• [YOUR OBJECTIVE]: Quote the text below on measuring outcomes in children's mental health services in full, word for word.

• [SELECTED TEXT]:
....
As a clinician I was trained extensively in the different ways to assess and treat children and young people. When "outcomes" were discussed the focus was on whether treatment A is better than treatment B, rather than on overall impact. I do not recall any discussion of what percentage of children would be "better" at end of treatment and no training was provided on how to end therapy if the problems were not resolved.

As a practicing clinician, I became increasingly frustrated by not having any means of knowing if the children, young people and families I was seeing were making the best progress they could.

This frustration was shared by others and was the motivation for establishing the Child Outcomes Research Consortium (CORC) over a decade ago; a learning collaboration which has grown to include the majority of those working to support the mental health of young people in England and beyond and share a desire to understand more about what outcomes are being achieved in services and how we might improve them.

An emerging baseline

In November of 2016, CORC published a report on Child- and Parent-reported Outcomes and Experience from Children and Young People's Mental Health based on routinely collected data 2011-15, across England. The data available for analysis were far from perfect. Indeed, we have coined a term to describe such routine datasets as FUPS (flawed, uncertain, proximate and sparse). The data are flawed, due to missing or erroneously recorded data; uncertain, in part due to differences in the perspectives of those recording the information; proximate, in that proxies for outcome and impact are used; and sparse, in that low volumes of key subgroups limit the extent to which we can extrapolate the data. However, as one of the first large-scale analyses of routine outcomes for children with mental health problems, I believe we have a duty to consider them, as well as use this opportunity to call for better quality data.
....
• [RECORD EXCERPTS]:
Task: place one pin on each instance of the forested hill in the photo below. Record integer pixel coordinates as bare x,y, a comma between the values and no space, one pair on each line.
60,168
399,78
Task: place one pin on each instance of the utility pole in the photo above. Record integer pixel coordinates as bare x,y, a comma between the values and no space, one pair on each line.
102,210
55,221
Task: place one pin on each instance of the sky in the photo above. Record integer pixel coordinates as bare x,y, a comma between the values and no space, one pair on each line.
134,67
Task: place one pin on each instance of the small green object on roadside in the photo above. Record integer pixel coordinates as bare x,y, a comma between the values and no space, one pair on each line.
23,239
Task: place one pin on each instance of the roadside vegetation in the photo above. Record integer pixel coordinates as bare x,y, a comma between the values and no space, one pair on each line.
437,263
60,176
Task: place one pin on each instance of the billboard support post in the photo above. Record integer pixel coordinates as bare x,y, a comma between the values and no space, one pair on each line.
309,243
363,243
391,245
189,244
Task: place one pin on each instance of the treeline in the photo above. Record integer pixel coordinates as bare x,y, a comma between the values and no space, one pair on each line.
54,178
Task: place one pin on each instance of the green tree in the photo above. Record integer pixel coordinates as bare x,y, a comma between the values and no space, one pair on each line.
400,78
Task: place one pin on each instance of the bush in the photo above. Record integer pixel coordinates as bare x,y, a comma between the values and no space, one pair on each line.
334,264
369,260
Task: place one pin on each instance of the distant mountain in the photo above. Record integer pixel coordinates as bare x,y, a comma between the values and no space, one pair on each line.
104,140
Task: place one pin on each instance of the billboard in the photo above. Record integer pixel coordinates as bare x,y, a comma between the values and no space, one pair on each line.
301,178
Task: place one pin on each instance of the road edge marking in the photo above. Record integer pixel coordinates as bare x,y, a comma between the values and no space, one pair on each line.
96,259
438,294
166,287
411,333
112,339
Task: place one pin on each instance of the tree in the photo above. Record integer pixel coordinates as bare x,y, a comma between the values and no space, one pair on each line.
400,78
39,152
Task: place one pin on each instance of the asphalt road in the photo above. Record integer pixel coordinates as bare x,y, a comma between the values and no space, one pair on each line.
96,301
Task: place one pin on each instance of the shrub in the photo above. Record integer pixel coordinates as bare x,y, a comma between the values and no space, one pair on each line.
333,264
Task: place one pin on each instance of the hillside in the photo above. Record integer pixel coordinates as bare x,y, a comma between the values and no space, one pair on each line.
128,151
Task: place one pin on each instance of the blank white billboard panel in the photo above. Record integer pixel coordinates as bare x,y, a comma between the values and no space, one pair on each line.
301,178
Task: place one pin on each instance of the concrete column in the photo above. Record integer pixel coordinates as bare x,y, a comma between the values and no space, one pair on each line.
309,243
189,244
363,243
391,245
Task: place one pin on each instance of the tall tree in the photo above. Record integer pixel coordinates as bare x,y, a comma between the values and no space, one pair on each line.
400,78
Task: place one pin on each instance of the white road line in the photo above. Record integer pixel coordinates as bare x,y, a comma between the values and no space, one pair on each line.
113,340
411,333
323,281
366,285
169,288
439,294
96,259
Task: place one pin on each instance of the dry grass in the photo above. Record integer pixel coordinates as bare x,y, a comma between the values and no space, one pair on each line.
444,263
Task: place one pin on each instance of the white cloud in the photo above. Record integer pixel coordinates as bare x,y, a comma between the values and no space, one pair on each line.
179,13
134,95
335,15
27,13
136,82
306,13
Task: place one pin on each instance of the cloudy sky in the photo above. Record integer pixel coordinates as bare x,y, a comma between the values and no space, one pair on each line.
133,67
....
• [RESPONSE AREA]:
As a clinician I was trained extensively in the different ways to assess and treat children and young people. When "outcomes" were discussed the focus was on whether treatment A is better than treatment B, rather than on overall impact. I do not recall any discussion of what percentage of children would be "better" at end of treatment and no training was provided on how to end therapy if the problems were not resolved.

As a practicing clinician, I became increasingly frustrated by not having any means of knowing if the children, young people and families I was seeing were making the best progress they could.

This frustration was shared by others and was the motivation for establishing the Child Outcomes Research Consortium (CORC) over a decade ago; a learning collaboration which has grown to include the majority of those working to support the mental health of young people in England and beyond and share a desire to understand more about what outcomes are being achieved in services and how we might improve them.

An emerging baseline

In November of 2016, CORC published a report on Child- and Parent-reported Outcomes and Experience from Children and Young People's Mental Health based on routinely collected data 2011-15, across England. The data available for analysis were far from perfect. Indeed, we have coined a term to describe such routine datasets as FUPS (flawed, uncertain, proximate and sparse). The data are flawed, due to missing or erroneously recorded data; uncertain, in part due to differences in the perspectives of those recording the information; proximate, in that proxies for outcome and impact are used; and sparse, in that low volumes of key subgroups limit the extent to which we can extrapolate the data. However, as one of the first large-scale analyses of routine outcomes for children with mental health problems, I believe we have a duty to consider them, as well as use this opportunity to call for better quality data.